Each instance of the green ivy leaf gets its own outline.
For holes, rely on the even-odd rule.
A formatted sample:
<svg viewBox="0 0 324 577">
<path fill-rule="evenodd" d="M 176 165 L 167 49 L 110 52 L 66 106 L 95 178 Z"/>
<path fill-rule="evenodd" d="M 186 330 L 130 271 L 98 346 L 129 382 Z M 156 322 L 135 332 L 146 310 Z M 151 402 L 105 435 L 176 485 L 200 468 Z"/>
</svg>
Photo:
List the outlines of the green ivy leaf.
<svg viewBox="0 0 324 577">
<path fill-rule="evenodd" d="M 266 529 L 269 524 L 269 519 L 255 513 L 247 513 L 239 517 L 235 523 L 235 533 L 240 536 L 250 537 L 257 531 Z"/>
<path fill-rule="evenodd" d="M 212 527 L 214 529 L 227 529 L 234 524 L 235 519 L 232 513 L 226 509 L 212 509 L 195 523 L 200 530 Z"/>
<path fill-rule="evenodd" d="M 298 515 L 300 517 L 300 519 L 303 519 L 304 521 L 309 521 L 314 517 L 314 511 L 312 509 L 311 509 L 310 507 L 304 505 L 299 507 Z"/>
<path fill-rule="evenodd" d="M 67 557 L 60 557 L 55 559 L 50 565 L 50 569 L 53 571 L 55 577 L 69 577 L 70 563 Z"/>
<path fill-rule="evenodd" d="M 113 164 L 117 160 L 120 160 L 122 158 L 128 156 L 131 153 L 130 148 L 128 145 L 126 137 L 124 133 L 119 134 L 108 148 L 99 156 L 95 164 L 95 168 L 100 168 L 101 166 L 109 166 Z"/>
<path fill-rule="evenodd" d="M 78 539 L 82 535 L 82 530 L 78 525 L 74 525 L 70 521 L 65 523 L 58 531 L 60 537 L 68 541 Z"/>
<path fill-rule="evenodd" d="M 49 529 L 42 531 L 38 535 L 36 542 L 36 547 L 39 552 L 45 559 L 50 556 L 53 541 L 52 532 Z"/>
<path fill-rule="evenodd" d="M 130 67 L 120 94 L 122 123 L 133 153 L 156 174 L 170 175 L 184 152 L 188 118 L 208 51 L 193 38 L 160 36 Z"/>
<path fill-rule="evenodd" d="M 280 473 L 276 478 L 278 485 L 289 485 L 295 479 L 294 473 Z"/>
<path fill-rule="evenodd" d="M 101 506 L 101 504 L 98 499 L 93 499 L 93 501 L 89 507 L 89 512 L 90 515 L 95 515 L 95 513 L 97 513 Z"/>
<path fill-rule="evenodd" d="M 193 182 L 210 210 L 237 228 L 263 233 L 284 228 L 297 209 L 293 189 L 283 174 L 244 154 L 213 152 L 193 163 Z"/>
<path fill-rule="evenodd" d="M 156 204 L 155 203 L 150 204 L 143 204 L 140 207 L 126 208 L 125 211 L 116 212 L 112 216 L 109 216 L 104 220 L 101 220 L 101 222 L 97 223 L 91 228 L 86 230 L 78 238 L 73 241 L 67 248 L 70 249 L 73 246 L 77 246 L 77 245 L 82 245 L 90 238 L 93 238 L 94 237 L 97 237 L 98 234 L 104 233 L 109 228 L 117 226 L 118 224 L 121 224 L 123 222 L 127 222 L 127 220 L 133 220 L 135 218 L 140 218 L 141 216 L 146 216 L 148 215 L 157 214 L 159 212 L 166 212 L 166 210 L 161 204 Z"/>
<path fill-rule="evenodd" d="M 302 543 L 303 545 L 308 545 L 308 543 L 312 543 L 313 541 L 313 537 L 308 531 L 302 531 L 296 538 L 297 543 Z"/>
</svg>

- _WHAT IS BEING ASKED_:
Copy out, character for character, the stretch of lines from the very first one through the line containing "280 473 L 276", both ends included.

- _SOLVED PROBLEM_:
Each instance of the green ivy leaf gets its own outline.
For holes, rely on the even-odd rule.
A formatted sample:
<svg viewBox="0 0 324 577">
<path fill-rule="evenodd" d="M 176 165 L 167 49 L 110 52 L 66 106 L 95 178 Z"/>
<path fill-rule="evenodd" d="M 186 330 L 130 271 L 98 346 L 129 382 Z M 156 322 L 135 332 L 146 310 Z M 151 402 L 105 435 L 176 485 L 200 468 Z"/>
</svg>
Photo:
List the outlines of the green ivy leaf.
<svg viewBox="0 0 324 577">
<path fill-rule="evenodd" d="M 266 529 L 269 524 L 269 519 L 255 513 L 247 513 L 239 517 L 235 523 L 235 533 L 240 536 L 250 537 L 257 531 Z"/>
<path fill-rule="evenodd" d="M 212 527 L 214 529 L 227 529 L 234 524 L 235 519 L 232 513 L 226 509 L 212 509 L 195 523 L 200 530 Z"/>
<path fill-rule="evenodd" d="M 298 515 L 300 517 L 300 519 L 303 519 L 304 521 L 309 521 L 314 517 L 314 511 L 312 509 L 311 509 L 310 507 L 304 505 L 299 507 Z"/>
<path fill-rule="evenodd" d="M 67 557 L 60 557 L 55 559 L 50 565 L 50 569 L 53 571 L 55 577 L 69 577 L 70 563 Z"/>
<path fill-rule="evenodd" d="M 113 164 L 117 160 L 120 160 L 122 158 L 128 156 L 131 153 L 130 148 L 128 145 L 126 137 L 124 133 L 119 134 L 108 148 L 99 156 L 95 164 L 95 168 L 100 168 L 101 166 L 109 166 Z"/>
<path fill-rule="evenodd" d="M 78 539 L 82 535 L 82 530 L 78 525 L 74 525 L 70 521 L 65 523 L 58 531 L 60 537 L 68 541 Z"/>
<path fill-rule="evenodd" d="M 49 529 L 42 531 L 38 535 L 36 542 L 36 547 L 39 552 L 45 559 L 50 556 L 53 541 L 52 532 Z"/>
<path fill-rule="evenodd" d="M 130 67 L 120 94 L 122 123 L 133 153 L 156 174 L 170 175 L 184 152 L 188 118 L 208 51 L 193 38 L 160 36 Z"/>
<path fill-rule="evenodd" d="M 280 473 L 276 478 L 278 485 L 289 485 L 295 479 L 294 473 Z"/>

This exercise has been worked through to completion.